═══ EXTRAIT

Or, Philippe d’Orléans, fin psychologue, se prend un jour à confesser la jeune comtesse d’Évreux et, à sa grande stupeur, finit par apprendre que son époux n’a jamais daigné en faire sa femme selon l’amour. Généreuse, Anne-Marie attribue ce dédain au fait qu’elle et son époux habitent toujours l’hôtel du financier et que cette cohabitation rappelle trop quotidiennement ses origines plébéiennes.

Fort de cette confidence, le Régent convoque le mari récalcitrant et lui tient à peu près ce langage : « Vous aurez votre capitainerie et je vous en porterai le brevet moi-même quand vous habiterez un hôtel vous appartenant. »

C’est un ordre déguisé. Aussitôt Évreux se met en campagne, achète au financier Law un terrain de mille deux cents toises d’une valeur de 77 090 livres situé sur l’ancien « marais des Gourdes ». Comblés, ces marais forment à présent un beau terrain situé entre le Grand Cours – futurs Champs-Élysées – et le village du Roule.

L’architecte Mollet se met au travail sur ce terrain et, à la fin de l’année 1718, l’hôtel d’Évreux est inauguré au cours d’une fête donnée dans les salons du rez-de-chaussée. Il n’est pas question de visiter le premier étage car, toujours fidèle à son avarice, le maître des lieux n’a pas jugé utile de le faire décorer. Il n’en reçoit pas moins le brevet tant désiré mais ne s’en va pas pour autant frapper à la porte de sa femme.

══════

* CONSIGNE:
Répondez aux questions ci-dessous en vous appuyant sur l'extrait consacré à l'hôtel d'Évreux.
1. À qui Évreux achète-t-il le terrain ?
2. Quel architecte se met au travail sur ce terrain ?
3. À quel moment l'hôtel d'Évreux est-il inauguré ?

═══ DONNÉES FOURNIES

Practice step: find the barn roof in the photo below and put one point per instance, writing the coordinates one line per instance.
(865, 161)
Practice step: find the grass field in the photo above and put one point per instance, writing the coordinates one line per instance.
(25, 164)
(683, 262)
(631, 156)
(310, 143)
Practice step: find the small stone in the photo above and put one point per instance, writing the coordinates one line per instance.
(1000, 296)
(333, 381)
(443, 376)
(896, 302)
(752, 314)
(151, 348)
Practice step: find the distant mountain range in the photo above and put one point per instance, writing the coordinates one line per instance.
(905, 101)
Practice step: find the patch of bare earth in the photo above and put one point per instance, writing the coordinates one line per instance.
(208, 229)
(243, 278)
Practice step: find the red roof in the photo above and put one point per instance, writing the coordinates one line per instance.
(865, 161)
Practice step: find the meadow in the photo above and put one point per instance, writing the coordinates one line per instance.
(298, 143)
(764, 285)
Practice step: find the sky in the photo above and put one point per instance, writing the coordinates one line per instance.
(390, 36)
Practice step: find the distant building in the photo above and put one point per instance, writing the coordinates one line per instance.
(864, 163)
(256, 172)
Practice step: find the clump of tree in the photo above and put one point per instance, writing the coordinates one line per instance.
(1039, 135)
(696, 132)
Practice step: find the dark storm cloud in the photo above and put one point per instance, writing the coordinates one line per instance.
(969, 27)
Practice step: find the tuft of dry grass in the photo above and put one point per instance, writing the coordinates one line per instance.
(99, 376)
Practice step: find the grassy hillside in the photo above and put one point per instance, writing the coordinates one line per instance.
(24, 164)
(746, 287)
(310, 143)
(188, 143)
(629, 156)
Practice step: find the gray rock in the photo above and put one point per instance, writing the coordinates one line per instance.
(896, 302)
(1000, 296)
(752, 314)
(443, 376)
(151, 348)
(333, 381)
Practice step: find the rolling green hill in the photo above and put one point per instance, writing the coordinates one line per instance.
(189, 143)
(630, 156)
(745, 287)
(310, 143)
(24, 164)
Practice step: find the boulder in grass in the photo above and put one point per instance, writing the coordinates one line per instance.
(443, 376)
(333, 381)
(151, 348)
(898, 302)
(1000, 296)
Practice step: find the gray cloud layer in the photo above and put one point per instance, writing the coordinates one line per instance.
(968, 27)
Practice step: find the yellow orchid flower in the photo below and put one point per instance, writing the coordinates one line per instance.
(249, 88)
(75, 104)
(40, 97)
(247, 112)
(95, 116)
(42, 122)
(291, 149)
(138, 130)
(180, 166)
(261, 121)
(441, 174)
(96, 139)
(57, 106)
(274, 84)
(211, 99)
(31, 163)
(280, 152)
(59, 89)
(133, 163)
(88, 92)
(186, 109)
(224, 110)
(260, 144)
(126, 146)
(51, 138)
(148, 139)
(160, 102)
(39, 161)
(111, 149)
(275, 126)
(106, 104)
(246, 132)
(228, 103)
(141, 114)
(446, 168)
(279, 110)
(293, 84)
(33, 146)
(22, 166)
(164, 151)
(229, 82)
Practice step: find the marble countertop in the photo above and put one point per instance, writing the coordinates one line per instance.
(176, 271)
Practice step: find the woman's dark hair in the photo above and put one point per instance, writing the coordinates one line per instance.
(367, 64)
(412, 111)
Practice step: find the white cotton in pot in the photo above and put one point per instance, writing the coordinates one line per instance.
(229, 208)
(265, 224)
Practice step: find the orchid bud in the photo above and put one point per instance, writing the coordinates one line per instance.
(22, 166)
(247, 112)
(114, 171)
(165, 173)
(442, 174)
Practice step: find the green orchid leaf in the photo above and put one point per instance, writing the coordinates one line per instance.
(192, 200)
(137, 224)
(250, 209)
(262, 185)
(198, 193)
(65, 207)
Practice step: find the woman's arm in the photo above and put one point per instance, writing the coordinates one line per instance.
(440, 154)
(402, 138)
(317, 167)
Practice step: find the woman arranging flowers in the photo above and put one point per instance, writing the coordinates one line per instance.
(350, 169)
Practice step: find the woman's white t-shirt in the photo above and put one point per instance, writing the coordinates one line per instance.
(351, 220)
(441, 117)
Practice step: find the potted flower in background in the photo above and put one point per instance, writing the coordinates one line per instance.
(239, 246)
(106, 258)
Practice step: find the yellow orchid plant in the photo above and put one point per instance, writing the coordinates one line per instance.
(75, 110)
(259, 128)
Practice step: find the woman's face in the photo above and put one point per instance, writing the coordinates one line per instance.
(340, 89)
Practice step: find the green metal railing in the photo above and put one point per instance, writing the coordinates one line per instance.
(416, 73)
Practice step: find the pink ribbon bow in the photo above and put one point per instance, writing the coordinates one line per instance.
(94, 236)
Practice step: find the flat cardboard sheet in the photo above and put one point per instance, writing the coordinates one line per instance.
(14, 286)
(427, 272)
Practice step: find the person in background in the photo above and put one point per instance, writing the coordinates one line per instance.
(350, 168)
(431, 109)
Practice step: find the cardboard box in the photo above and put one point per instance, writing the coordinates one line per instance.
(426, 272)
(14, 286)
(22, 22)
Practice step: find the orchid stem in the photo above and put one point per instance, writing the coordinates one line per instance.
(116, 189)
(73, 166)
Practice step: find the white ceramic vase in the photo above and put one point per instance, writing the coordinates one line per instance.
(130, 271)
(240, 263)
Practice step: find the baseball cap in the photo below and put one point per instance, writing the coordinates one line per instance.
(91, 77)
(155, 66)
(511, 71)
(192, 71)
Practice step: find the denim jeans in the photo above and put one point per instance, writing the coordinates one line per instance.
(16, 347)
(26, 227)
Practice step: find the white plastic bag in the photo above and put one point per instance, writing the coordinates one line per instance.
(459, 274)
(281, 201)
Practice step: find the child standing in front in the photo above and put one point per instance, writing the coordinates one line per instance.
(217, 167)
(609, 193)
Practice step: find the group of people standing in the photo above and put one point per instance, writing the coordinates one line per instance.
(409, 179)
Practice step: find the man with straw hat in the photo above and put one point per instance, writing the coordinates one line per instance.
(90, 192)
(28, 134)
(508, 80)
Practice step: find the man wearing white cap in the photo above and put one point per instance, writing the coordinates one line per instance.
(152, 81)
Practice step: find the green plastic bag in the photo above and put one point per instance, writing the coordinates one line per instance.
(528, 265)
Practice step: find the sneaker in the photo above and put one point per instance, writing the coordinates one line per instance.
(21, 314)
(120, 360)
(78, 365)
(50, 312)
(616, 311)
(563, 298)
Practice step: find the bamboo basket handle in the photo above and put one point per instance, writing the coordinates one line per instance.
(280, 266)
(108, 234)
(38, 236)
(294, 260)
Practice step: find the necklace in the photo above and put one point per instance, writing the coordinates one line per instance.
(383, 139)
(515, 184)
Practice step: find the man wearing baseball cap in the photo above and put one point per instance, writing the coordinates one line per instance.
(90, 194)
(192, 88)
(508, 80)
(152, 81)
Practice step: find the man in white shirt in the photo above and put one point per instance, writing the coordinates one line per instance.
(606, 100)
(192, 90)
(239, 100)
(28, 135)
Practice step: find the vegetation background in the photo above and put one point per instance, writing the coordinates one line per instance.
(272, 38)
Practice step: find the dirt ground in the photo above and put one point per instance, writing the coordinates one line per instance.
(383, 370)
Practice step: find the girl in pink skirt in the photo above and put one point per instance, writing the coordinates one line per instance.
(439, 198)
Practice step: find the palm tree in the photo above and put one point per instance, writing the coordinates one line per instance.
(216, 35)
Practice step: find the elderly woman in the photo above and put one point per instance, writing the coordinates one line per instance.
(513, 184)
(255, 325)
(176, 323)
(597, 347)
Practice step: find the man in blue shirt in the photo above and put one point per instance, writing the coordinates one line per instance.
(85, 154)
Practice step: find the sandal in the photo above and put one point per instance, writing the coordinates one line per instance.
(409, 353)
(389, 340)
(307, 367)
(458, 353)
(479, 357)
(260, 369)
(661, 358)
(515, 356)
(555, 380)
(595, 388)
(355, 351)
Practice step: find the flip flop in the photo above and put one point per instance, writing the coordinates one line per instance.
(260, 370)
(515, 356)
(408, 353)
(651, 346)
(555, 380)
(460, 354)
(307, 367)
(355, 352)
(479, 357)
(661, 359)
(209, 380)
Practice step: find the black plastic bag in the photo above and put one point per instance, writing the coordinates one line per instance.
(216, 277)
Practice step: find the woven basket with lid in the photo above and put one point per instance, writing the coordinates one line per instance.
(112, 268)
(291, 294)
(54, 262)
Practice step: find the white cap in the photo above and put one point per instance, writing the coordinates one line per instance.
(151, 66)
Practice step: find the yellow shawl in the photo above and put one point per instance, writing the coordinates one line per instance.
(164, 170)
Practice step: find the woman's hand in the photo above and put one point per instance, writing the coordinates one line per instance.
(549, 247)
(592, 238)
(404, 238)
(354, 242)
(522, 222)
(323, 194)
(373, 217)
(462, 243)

══════

* RÉPONSE:
1. Au financier Law.
2. L'architecte Mollet.
3. À la fin de l'année 1718.